▶ **AIM OF THE EXERCISE**: Check the listing below for lines that hold "dark". How many are there? Please give only the number.

▶ **DATASET RECORDS**:
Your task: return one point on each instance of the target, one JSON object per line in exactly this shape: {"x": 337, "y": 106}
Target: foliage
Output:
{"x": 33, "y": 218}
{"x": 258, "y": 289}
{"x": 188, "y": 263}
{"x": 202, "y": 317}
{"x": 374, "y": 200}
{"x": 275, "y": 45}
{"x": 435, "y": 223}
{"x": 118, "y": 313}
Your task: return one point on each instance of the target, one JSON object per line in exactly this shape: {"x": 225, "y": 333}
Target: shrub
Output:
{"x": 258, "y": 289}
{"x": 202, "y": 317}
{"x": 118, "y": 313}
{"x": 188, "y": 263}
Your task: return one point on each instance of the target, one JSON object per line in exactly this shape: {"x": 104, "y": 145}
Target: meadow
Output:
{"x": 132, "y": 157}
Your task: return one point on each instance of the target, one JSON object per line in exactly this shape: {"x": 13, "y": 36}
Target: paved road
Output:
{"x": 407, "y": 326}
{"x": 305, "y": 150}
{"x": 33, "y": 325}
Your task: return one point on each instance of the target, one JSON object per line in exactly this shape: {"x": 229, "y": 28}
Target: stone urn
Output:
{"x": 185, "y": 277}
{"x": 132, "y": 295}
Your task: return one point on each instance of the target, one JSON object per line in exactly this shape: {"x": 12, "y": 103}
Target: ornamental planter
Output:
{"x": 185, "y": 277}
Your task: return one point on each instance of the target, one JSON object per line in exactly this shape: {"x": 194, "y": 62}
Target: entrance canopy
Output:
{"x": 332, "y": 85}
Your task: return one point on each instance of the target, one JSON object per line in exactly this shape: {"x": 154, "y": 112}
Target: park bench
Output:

...

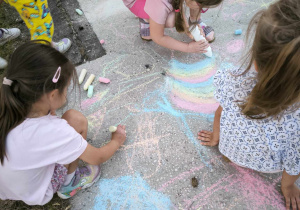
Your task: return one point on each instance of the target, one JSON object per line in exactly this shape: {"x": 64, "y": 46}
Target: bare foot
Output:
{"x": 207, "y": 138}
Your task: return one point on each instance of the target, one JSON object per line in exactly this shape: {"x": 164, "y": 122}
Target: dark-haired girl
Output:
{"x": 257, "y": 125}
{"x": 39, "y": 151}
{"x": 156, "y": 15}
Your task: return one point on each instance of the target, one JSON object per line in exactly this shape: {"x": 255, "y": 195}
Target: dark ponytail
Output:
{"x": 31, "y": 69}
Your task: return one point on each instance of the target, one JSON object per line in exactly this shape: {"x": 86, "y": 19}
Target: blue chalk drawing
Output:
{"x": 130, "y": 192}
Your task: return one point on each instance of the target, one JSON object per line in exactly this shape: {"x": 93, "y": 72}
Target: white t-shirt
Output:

▶ **EXERCISE RESPONSE**: 2